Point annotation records
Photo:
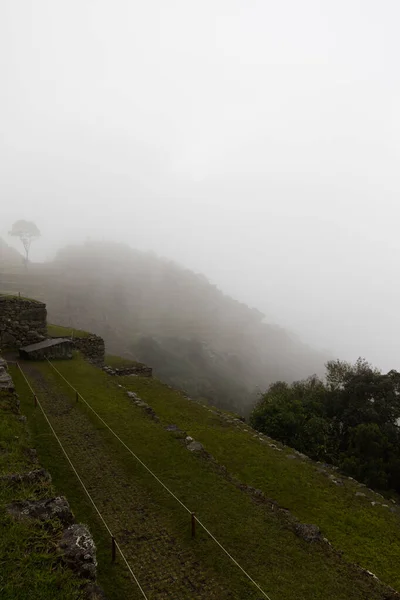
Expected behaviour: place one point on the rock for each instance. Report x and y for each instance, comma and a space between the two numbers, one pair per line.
78, 551
31, 454
36, 476
44, 510
7, 339
172, 428
310, 533
94, 592
195, 446
6, 383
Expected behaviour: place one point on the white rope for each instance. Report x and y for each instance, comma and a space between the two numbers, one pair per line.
83, 485
163, 484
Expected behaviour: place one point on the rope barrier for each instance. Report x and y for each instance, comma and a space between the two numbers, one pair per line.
78, 394
82, 483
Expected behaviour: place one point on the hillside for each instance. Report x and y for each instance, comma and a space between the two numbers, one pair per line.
251, 493
154, 311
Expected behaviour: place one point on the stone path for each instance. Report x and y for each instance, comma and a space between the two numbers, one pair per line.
165, 568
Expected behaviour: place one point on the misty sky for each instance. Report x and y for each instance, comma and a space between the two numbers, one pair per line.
254, 141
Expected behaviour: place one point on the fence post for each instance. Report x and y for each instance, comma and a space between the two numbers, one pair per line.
113, 549
193, 525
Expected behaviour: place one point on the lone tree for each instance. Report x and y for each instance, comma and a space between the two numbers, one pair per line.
27, 231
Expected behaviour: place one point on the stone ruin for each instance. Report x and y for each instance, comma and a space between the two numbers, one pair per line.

Objective —
Please write out all of the lines above again, requests included, and shift every x and y coordinate up by 41. Leave the picture out of your answer.

Task answer —
Photo:
Expected behaviour: place one point on the rock for each instance. Report x and y for each instance, comma and a space between the two numbers, one pair per line.
119, 592
72, 495
77, 517
85, 551
48, 380
213, 469
351, 574
135, 633
236, 487
47, 424
Expected behaviour: place one point on the white rope for each instance. Report x and y for each instance, comma and a space between the two numbers, one pair per line.
124, 526
204, 525
Expected behaviour: place one point on the rope barrier for each instance. Report x and y for each instance, comma and a space between the two numbers, one pair per line.
119, 435
123, 524
Expected behaviour: place one point on the hillside for each instance. Report x and y for each instance, comma and a space between the two numbers, one pair per line.
292, 534
195, 352
Expected behaviour: place one point on the stone path for each instance. Report x and y for each instance, comma and a space between the two numbers, one pair per line.
206, 609
Expected behaviour: place one point on the misty sky for each instance. Report x and y for each instance, comma and a space between the two numbers, one pair per line.
295, 182
Expected behaviour: place one point on the fence post for each instance. Report x and y for each instance, comma and a space between the two numbers, one pair per line.
154, 590
234, 566
Expected behaviour: place one point on the lone tree for each instance. Report x and y for each instance, comma and a space between the two numbers, one pair per line.
68, 272
Expected behaviour: place one point on the stone ruin for each instance. Report x and y for each instance, comma and a space between the two numbers, one pair per line.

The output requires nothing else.